Region labeling records
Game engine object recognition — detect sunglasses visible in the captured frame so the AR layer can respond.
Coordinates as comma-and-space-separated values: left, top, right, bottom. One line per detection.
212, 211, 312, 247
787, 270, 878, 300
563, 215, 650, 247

- **EXERCISE**
Lay out every line of the records above as a numbered list, skipping any blank lines.

- **TASK ANSWER**
1. Game engine object recognition — detect sunglasses visible in the captured frame so the AR layer can respond.
2. Coordinates as comma-and-space-separated values: left, top, right, bottom. One line per detection.
3. 212, 211, 312, 247
4. 787, 270, 878, 300
5. 563, 215, 650, 247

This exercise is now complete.